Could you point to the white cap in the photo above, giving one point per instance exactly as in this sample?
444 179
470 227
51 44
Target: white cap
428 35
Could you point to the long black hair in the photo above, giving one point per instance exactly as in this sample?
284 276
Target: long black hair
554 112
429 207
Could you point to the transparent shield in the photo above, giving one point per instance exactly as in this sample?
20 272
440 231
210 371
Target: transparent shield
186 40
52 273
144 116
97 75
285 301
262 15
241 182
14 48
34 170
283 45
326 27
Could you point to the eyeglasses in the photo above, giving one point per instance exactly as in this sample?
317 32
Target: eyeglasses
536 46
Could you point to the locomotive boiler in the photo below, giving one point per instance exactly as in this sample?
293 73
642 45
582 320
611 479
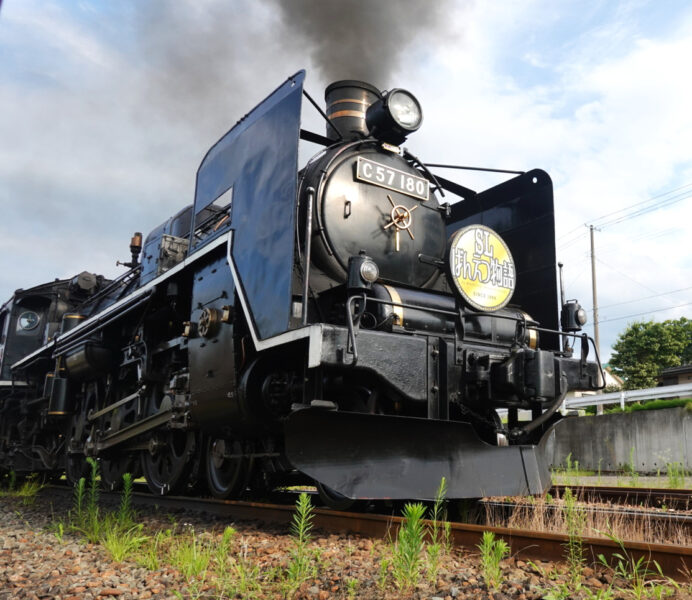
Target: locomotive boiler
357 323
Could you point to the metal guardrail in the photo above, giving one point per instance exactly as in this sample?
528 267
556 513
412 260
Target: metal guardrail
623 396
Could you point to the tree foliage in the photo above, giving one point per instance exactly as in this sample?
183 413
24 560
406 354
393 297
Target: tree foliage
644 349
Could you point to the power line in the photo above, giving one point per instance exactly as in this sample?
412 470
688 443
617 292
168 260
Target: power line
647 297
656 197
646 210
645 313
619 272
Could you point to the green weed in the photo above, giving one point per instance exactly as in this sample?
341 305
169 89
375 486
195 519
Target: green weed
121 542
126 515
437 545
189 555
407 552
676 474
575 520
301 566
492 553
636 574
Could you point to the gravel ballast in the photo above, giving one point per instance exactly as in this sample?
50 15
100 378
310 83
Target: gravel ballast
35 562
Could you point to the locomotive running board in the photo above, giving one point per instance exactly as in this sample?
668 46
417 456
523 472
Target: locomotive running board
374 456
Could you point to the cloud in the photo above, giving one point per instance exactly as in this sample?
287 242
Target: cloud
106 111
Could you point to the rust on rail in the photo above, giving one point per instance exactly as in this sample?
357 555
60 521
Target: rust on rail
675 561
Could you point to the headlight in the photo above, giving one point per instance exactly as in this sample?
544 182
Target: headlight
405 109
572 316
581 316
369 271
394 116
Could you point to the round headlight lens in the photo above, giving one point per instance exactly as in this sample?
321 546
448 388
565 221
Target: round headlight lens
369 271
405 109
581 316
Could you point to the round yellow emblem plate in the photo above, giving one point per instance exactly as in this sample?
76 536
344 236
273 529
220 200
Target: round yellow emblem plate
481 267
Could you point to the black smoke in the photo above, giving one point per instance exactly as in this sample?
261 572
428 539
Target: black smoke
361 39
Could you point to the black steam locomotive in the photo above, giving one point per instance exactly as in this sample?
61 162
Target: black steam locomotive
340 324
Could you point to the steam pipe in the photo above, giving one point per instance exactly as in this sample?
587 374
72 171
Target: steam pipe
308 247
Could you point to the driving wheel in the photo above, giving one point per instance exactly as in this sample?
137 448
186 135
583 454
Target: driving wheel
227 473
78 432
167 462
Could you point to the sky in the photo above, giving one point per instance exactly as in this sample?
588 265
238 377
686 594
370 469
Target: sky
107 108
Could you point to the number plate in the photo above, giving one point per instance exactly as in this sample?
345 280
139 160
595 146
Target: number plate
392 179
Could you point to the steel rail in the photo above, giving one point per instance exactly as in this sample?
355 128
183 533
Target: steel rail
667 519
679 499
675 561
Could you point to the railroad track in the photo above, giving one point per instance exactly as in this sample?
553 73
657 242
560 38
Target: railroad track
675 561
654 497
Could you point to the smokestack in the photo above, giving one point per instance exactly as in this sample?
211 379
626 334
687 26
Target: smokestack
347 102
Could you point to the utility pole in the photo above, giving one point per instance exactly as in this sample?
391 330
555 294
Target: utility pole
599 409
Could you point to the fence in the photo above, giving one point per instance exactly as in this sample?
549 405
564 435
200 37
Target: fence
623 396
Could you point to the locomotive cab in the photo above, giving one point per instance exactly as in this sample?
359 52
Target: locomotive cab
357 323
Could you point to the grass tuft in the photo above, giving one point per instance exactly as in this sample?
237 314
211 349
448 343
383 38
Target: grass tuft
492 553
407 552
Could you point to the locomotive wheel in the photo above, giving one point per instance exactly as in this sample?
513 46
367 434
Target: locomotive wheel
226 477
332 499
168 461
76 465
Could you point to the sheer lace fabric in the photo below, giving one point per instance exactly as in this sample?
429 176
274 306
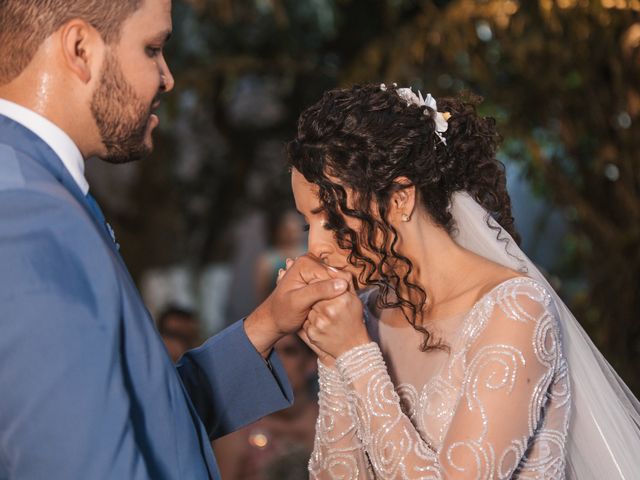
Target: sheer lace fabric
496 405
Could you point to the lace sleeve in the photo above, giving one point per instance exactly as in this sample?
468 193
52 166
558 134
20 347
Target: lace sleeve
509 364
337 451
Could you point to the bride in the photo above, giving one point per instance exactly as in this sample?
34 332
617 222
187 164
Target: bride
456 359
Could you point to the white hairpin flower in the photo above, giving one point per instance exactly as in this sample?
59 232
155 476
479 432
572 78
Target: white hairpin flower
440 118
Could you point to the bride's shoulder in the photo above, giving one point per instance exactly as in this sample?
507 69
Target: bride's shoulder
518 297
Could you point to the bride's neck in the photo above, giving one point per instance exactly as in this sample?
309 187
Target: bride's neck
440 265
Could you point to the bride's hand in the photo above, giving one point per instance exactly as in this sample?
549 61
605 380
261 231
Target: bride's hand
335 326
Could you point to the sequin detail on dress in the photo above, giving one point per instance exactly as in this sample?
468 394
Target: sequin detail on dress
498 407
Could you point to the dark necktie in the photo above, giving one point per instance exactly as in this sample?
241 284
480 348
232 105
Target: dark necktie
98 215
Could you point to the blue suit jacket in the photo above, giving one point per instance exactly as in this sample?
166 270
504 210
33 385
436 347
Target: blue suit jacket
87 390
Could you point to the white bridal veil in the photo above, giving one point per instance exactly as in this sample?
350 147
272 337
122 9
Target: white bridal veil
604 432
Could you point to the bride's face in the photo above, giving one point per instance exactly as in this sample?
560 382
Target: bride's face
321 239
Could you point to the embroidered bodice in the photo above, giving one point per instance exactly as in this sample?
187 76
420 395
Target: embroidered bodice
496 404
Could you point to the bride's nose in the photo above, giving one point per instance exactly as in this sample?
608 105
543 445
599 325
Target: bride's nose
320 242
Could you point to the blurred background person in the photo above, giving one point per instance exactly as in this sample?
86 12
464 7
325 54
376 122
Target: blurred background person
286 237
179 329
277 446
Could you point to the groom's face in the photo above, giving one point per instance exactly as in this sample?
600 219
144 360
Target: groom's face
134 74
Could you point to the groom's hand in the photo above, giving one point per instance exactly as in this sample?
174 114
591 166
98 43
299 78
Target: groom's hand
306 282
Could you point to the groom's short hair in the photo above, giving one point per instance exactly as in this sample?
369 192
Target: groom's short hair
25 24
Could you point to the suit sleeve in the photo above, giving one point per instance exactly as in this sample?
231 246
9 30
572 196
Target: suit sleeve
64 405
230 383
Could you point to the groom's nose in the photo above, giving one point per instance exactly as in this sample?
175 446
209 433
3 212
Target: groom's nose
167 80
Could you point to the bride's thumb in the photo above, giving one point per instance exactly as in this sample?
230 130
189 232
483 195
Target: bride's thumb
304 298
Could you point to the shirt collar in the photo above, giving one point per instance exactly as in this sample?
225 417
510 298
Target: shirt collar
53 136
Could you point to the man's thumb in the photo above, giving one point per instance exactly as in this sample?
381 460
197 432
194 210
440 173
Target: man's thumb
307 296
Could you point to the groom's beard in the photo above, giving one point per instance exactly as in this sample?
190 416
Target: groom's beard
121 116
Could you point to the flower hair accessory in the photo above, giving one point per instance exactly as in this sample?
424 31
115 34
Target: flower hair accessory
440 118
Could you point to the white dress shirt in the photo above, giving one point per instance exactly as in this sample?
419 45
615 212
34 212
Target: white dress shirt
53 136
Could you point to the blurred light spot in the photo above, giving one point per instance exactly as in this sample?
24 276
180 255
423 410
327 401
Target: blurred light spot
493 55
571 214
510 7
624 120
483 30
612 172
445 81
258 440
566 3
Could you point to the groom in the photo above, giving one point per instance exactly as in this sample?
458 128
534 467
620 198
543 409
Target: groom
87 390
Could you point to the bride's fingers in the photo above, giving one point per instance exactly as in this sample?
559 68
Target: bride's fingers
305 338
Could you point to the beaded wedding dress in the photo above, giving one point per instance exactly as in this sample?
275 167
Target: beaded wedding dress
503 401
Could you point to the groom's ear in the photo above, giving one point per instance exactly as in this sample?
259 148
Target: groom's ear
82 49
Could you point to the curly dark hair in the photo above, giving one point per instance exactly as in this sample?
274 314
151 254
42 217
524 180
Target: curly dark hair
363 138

•••

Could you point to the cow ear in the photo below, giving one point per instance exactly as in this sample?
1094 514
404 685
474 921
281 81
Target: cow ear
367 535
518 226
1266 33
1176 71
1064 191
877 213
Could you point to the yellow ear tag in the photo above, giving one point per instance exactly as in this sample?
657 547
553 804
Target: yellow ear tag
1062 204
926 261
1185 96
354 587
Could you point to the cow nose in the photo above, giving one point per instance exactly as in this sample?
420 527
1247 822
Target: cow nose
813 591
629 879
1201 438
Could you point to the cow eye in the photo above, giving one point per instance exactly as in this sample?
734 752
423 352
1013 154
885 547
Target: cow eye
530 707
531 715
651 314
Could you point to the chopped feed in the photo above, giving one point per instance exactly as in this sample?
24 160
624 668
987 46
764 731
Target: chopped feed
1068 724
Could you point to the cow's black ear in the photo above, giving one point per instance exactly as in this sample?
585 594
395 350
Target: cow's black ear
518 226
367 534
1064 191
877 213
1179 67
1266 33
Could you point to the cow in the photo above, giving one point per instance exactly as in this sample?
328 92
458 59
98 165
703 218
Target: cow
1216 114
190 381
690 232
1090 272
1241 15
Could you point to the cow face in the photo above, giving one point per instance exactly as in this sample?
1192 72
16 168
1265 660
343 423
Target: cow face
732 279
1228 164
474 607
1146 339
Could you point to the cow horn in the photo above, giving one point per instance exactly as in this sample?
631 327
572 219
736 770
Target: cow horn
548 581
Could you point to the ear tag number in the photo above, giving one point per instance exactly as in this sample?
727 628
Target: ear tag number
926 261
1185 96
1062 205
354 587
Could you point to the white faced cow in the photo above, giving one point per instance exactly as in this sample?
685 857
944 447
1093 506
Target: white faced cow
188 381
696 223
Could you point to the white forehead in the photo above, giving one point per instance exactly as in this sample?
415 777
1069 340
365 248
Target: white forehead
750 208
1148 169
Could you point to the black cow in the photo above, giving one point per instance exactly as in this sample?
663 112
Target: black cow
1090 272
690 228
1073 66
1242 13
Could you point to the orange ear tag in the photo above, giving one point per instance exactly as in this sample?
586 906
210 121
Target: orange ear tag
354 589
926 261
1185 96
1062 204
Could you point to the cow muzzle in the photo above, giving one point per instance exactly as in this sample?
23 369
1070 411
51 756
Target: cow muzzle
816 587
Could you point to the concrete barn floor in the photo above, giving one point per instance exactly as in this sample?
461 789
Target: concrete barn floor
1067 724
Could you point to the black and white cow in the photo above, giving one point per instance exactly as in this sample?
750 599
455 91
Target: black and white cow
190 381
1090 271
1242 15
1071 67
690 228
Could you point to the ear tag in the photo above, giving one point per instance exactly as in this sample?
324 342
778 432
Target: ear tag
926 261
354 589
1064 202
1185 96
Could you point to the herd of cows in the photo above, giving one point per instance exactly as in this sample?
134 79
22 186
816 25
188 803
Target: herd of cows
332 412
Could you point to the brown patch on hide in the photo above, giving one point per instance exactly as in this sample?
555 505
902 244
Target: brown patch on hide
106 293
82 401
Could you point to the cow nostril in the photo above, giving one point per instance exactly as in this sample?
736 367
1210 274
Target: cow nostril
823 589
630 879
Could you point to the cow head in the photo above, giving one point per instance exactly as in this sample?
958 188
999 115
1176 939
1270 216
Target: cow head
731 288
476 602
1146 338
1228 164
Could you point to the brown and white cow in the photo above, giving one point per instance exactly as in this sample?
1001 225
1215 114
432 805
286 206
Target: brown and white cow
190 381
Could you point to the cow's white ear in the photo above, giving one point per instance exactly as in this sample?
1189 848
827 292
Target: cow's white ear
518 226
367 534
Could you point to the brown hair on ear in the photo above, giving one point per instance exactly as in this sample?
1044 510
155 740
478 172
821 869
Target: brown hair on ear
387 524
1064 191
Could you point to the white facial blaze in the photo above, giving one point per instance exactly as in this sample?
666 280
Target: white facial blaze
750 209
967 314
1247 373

•••

### Task to complete
Pull out each line of the records above that contains the word "detail".

### Task answer
Could you point to the sequin detail on dress in the photo above, giving one point per instance exactly as in this sample?
Target: sequin detail on dress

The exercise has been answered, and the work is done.